*** Data records Section Begins ***

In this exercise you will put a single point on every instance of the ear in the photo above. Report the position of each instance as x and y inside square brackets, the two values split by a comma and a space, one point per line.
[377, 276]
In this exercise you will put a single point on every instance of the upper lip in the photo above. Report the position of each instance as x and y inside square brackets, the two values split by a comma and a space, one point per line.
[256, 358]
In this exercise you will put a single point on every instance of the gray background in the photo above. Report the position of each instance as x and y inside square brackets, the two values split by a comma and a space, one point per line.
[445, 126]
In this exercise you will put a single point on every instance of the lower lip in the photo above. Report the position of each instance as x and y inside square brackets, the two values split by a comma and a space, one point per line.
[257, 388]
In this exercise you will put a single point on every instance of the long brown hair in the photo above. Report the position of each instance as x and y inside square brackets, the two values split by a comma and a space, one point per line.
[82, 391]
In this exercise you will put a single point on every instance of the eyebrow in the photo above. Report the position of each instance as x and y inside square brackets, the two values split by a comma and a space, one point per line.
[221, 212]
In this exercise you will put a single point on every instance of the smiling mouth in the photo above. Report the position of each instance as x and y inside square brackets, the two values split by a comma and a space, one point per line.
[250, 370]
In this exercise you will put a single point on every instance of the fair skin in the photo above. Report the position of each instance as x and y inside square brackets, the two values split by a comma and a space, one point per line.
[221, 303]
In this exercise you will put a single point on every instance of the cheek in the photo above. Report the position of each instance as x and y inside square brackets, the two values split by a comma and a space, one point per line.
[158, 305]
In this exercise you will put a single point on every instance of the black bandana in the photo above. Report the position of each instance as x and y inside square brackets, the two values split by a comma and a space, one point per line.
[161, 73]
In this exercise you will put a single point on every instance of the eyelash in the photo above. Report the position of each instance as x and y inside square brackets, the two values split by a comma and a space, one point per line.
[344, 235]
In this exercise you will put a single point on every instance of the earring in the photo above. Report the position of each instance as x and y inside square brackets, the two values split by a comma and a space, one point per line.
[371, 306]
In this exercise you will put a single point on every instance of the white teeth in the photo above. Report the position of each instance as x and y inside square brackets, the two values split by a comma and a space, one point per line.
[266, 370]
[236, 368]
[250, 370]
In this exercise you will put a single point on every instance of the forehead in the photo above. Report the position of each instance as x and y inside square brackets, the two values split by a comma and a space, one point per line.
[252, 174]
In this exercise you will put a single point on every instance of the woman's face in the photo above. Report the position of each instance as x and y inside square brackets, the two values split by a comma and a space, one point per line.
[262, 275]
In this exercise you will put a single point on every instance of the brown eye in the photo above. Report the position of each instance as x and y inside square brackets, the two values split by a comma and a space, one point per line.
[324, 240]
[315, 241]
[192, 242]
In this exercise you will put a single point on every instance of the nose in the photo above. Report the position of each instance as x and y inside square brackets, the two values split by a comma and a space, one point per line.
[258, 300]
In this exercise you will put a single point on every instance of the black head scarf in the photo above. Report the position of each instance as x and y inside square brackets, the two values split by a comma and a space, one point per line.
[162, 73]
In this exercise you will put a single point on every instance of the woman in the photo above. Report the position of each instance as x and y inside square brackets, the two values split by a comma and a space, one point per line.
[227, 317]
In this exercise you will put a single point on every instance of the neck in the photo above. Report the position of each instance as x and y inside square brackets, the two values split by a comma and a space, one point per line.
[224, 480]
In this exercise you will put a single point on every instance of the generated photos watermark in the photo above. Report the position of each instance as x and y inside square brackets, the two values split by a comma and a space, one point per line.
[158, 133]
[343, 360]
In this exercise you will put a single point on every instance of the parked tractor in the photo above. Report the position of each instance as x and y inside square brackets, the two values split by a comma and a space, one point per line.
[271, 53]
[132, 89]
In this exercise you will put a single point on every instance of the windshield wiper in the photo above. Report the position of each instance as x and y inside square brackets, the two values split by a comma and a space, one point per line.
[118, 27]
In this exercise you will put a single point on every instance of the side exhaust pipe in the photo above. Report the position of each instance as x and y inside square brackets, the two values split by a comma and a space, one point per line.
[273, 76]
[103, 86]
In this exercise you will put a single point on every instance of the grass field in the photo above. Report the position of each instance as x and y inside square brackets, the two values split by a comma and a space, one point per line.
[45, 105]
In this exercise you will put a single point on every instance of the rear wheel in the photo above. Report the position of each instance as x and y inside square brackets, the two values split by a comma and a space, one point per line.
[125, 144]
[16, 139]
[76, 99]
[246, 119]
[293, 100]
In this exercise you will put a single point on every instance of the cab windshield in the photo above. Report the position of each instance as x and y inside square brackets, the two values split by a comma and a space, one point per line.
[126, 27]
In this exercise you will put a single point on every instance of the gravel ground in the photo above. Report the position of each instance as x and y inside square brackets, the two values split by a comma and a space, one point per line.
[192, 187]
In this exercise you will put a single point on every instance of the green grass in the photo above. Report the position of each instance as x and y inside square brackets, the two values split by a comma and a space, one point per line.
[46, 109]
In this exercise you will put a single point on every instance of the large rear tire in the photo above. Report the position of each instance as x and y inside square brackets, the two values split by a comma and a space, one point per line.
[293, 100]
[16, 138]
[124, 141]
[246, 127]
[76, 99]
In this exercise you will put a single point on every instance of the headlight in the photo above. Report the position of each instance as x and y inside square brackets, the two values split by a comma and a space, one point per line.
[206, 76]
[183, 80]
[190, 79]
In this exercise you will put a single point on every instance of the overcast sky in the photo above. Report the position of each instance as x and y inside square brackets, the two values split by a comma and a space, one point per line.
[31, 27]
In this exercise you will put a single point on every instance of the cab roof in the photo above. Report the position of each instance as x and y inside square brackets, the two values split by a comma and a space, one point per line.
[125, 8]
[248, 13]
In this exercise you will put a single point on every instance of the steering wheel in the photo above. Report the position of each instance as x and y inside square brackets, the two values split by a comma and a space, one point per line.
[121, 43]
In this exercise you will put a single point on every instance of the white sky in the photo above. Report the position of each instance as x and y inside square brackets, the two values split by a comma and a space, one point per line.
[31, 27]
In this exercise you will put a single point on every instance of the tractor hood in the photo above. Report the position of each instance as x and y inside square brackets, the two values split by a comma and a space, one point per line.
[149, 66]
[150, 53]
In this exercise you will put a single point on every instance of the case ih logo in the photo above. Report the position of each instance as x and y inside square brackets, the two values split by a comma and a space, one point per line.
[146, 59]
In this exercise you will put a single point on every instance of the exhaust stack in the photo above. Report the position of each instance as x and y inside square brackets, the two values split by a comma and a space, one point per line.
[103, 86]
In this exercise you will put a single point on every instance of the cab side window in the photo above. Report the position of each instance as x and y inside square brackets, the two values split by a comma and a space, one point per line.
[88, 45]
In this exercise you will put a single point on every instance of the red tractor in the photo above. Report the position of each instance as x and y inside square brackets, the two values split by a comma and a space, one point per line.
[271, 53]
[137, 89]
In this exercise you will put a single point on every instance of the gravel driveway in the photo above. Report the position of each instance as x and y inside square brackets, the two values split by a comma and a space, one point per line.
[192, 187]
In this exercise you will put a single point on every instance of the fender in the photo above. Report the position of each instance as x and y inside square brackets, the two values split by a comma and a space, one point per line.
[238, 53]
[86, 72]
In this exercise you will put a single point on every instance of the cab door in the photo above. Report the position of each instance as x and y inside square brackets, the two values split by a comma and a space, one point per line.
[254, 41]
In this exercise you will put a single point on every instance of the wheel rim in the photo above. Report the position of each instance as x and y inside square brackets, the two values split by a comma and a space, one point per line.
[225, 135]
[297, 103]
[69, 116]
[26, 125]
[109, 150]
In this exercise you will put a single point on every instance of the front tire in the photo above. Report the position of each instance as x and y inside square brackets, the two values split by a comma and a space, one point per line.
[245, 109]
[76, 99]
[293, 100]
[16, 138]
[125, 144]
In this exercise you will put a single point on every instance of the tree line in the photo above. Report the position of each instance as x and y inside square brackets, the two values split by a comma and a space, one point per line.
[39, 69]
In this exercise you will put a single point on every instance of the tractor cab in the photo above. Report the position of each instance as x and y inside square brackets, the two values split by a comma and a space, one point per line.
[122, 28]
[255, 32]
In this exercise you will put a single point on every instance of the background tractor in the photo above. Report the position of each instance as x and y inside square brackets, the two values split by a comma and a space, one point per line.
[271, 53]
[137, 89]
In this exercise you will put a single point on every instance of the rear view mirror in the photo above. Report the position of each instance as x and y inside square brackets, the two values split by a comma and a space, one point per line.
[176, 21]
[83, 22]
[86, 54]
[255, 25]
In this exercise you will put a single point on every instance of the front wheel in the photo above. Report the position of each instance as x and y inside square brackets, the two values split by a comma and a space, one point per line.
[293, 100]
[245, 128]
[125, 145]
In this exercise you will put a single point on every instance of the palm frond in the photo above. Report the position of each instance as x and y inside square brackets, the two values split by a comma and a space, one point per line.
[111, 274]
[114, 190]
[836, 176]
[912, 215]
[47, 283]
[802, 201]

*** Data records Section Ends ***

▶ [Exercise directions] Word for word, repeat the line holding "the front wheel" and all lines after it through the end of the entries above.

▶ [Result of this task]
In this exercise you will put a single point on every instance of the front wheel in the photo above. Report the position of each instance as x and y inside square brackets, the two values split by a comma and a space, one point per line.
[293, 100]
[245, 128]
[125, 145]
In this exercise you will put a single point on every instance of the palm frond in the photo above. Report the position of each instance as x and y inside square brackets, the two values split by a comma and a space, one point per line.
[111, 274]
[114, 190]
[836, 176]
[912, 215]
[47, 283]
[802, 201]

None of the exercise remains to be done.